> [What you need to do]
Everything in the records below except the images should be output exactly as written.

> [Records provided]
==================================================

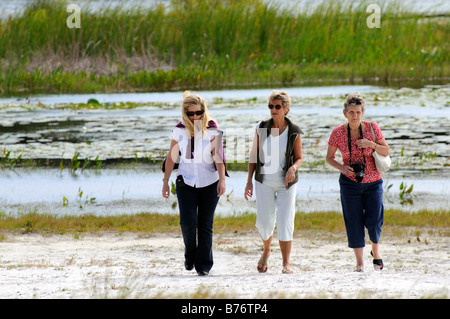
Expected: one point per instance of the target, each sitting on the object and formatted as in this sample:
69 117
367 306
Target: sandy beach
130 265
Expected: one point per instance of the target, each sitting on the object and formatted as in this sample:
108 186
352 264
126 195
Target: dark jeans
362 206
197 206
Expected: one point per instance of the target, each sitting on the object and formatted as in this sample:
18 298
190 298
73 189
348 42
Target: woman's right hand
348 171
248 190
166 190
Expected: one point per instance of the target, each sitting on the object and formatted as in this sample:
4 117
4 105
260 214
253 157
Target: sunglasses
354 102
188 113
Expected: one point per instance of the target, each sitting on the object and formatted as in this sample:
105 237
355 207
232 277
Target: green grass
329 222
211 44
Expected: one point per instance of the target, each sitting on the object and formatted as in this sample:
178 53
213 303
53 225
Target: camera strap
350 142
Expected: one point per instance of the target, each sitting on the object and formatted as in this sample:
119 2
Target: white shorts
268 198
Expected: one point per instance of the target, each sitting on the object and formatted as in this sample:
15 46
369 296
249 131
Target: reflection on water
415 122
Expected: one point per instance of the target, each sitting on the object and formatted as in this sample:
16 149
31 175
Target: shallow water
133 191
415 122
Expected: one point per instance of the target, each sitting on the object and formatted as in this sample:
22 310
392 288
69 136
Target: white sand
113 265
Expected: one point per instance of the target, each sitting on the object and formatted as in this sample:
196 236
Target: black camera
359 171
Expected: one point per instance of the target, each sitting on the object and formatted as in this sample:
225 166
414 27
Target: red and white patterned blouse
338 138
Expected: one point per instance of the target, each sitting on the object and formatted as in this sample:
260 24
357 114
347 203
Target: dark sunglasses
188 113
354 102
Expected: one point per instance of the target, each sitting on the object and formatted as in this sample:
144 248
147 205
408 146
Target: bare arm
172 156
298 160
215 144
381 146
251 167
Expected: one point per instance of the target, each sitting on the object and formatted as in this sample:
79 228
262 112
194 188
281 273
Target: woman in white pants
275 158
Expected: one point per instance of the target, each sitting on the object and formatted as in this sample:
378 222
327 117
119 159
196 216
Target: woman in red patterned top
360 182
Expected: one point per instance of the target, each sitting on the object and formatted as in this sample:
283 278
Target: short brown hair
283 96
354 99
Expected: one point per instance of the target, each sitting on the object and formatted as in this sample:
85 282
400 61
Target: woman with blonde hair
275 158
196 149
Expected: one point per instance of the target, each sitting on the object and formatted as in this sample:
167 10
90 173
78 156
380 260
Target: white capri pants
268 198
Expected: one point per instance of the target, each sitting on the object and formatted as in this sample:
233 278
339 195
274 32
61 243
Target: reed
211 44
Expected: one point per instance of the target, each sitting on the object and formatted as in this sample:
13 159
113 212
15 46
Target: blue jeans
362 206
197 206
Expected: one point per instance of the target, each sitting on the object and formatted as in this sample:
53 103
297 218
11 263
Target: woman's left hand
290 175
221 187
365 143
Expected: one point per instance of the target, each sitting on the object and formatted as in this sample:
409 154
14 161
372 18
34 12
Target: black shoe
188 266
377 263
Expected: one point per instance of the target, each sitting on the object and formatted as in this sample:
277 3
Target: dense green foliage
213 44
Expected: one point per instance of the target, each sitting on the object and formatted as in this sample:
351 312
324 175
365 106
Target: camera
359 171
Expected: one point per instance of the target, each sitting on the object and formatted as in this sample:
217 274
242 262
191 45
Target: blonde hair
354 97
283 96
189 100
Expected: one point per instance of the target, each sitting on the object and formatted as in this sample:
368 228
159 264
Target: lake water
115 192
415 122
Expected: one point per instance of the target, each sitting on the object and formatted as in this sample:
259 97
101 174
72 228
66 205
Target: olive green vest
293 132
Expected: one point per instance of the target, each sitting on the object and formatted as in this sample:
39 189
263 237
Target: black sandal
377 263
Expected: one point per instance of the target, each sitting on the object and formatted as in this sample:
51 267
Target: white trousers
269 197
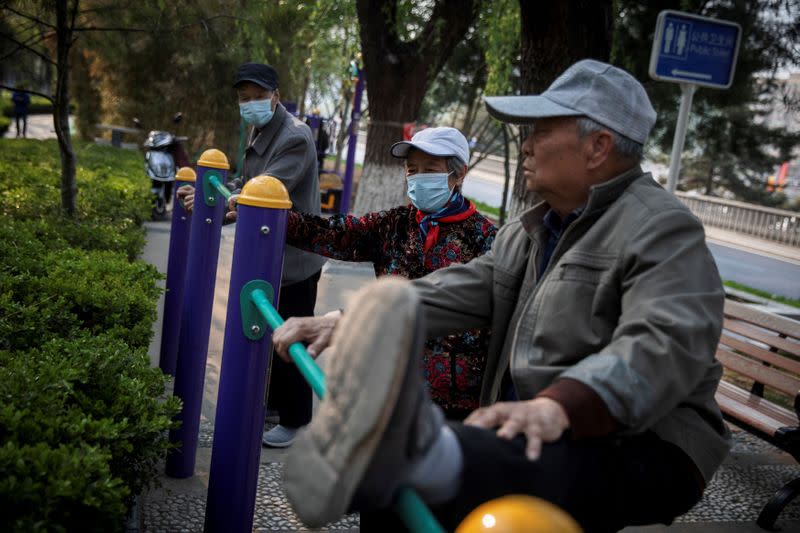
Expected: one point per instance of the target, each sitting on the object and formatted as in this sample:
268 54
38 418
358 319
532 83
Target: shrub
82 430
81 425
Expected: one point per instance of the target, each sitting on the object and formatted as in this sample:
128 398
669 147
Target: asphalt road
758 271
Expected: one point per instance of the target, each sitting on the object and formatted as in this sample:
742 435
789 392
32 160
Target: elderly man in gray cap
606 308
282 146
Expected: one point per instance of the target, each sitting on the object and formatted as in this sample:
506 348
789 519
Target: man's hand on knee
540 420
314 330
186 195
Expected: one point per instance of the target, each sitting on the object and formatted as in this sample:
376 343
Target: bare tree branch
23 46
29 17
8 87
28 48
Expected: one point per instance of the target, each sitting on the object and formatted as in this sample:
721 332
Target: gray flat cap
606 94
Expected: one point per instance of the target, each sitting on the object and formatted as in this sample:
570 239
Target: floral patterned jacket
391 240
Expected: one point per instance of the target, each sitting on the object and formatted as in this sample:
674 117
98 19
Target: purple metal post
201 272
257 255
347 186
176 273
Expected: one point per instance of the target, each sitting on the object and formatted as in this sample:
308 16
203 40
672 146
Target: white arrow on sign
698 75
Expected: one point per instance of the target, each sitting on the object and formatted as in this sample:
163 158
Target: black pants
605 484
288 393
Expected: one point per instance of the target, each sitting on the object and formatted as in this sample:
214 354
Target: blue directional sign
693 49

==================================================

> [Solution to this task]
Expected: one point per instance of the target, each sitting on the object and formatted as in this sample:
69 117
367 306
Target: sandy beach
130 265
Expected: one point per instance of the target, each sitting on the object and formatted as in this sample:
108 186
352 264
126 195
Target: dark jeans
362 206
197 206
Expected: one point per instance of the target, each sitting on the object and formatted as in this sample:
18 298
190 298
73 189
348 42
Target: woman's right hand
348 171
248 190
166 190
Expected: one point per instance of the target, each sitting on the object and formatted as in this sample:
4 117
4 105
260 214
253 157
Target: sunglasses
354 102
188 113
Expected: one point per instance of the target, each sitting on the object and formatted as in this sample:
105 237
355 207
232 277
Target: green grass
329 222
211 44
Expected: one point per instance of the target, each sitting on the object and formatted as in this sample:
178 53
213 303
53 225
Target: camera strap
350 142
Expected: one point per instance of the target, each sitting on the object and formatted as in this sample:
119 2
Target: white shorts
268 198
Expected: one point per instance of the target, each sitting on the object and formatted as in this sample:
15 46
369 296
249 131
Target: reflection on water
415 122
Expected: one point per instance of the target, each sitting on the object and formatted as in this sample:
16 149
31 175
Target: shallow water
133 191
415 122
Expected: one point per instance of the target, each sitting on the object and formatted as in this sample:
22 310
392 288
69 136
Target: white sand
113 265
Expected: one point per instance of the target, each sitting on the object and formatted as in this sample:
196 236
Target: black camera
359 171
Expected: one point per instance of the target, each sitting on the object and formatted as in this sample:
225 166
414 27
Target: red and white patterned blouse
338 138
Expected: one point per instance of the target, each sitting on the object and formatted as in this sample:
260 24
357 114
347 203
Target: dark sunglasses
188 113
354 102
Expected: one point per instance of the target, each sitting on the object and formatted as in this sample:
144 248
147 205
408 146
Target: bare arm
172 156
298 160
215 144
381 146
251 167
Expected: one point per instance of the target, each sitting on the object and formatted as in this sample:
79 228
262 112
194 188
281 273
Target: woman in white pants
275 158
Expected: one point per instance of the target, each sitting on the object and formatted as in this sample:
378 222
327 117
119 159
196 216
Target: woman in red patterned top
360 182
Expected: one point per instance of the target, each sitting on the object and formatted as in this sample:
283 278
Target: short brown hair
283 96
354 99
Expected: one point per instance of the target, each sitting on the object and formatted as in this sample:
85 282
400 61
Target: woman with blonde hair
275 158
196 149
Expected: one point per instance of the target, each sitting on the object and formatted as in this sample:
167 10
90 173
78 156
380 260
Target: white capri pants
268 198
Expected: one point per instance of the target, each sitting on the object and formatted as in this sample:
233 278
339 195
274 32
61 243
Target: reed
211 44
Expected: one point per instance of the target, each sitting on the object and formatted as in this sample:
13 159
113 212
15 46
Target: blue jeans
362 206
197 206
Expected: one point per instance of the target, each sitting on the object and formatted as in this sample:
53 103
297 218
11 263
Target: woman's left hand
290 175
221 187
365 143
Expected: one point per instance of the target, each sitting on the object and formatted as in this sample:
409 154
14 161
372 18
34 12
Target: black shoe
188 266
377 263
Expected: one point per instance of the target, each sitting on the object and formatted as in this sample:
277 3
Target: dense green foliage
213 44
Expected: one point per instance of the target, each sitting on the object and formatted as in this sample:
351 312
324 175
365 106
Target: camera
359 171
Expected: one point per instance of the target, each sitting on the object and formatted as in this sample:
217 274
242 262
191 45
Target: blonde hair
354 97
283 96
189 100
Expected: one point per instance of the target, each sitting on the object and formatted as in this sample:
368 228
159 264
Target: lake water
115 192
415 122
Expected: one point per instance of the target, each sitting on the object and formatted as in this sample:
259 97
101 174
72 228
66 205
Target: olive green vest
293 132
Expected: one point per instance of the target, each sitting on the object and formatted as in this sample:
39 189
263 237
Target: black sandal
377 263
Expected: one point per instance of the target, each sitting on the object and formatted as in this sample:
51 267
Target: white trousers
269 197
Expected: one point per instance of the target, each sitting on the object and formatted as in this sample:
268 54
38 418
358 319
532 83
Target: shrub
82 430
81 425
Expected: one point per instance of the target, each sitting on the object and formatted as in this sample:
128 398
669 147
Target: asphalt road
758 271
Expected: one point per instance of the target, each sitting on the object and formatted as in this sample:
742 435
789 392
32 160
Target: elderly man in gray cap
606 308
282 146
Expected: one point per instance of the target, each sitting on the object and formatted as in this sample:
506 348
789 519
Target: man's hand on knee
540 420
314 330
186 195
Expected: one point per instance of the target, each sitting on the object and formatted as in this sample:
376 343
Target: bare tree branch
23 46
29 17
8 87
28 48
Expected: one point per instance of the target, each sitting on the object and formatted as in this sample:
721 332
Target: gray flat cap
606 94
Expected: one point per instance of the target, each sitting on the object and formatted as in this sample:
570 239
Target: floral patterned jacket
391 240
Expected: one point per instance of the target, each sitting on the object and formatted as in this sample:
674 117
98 19
Target: purple metal post
201 272
257 255
347 186
176 273
Expected: one point per instance of the target, each sitting on the object and formatted as in this sample:
308 16
203 40
672 146
Target: white arrow on sign
698 75
Expected: one point per instance of the target, each sitting on the object and formatted as in this sample:
163 158
Target: black pants
605 484
288 393
Expected: one point per instance of the target, each sitting on the object and formatted as in this sample:
214 354
Target: blue directional sign
693 49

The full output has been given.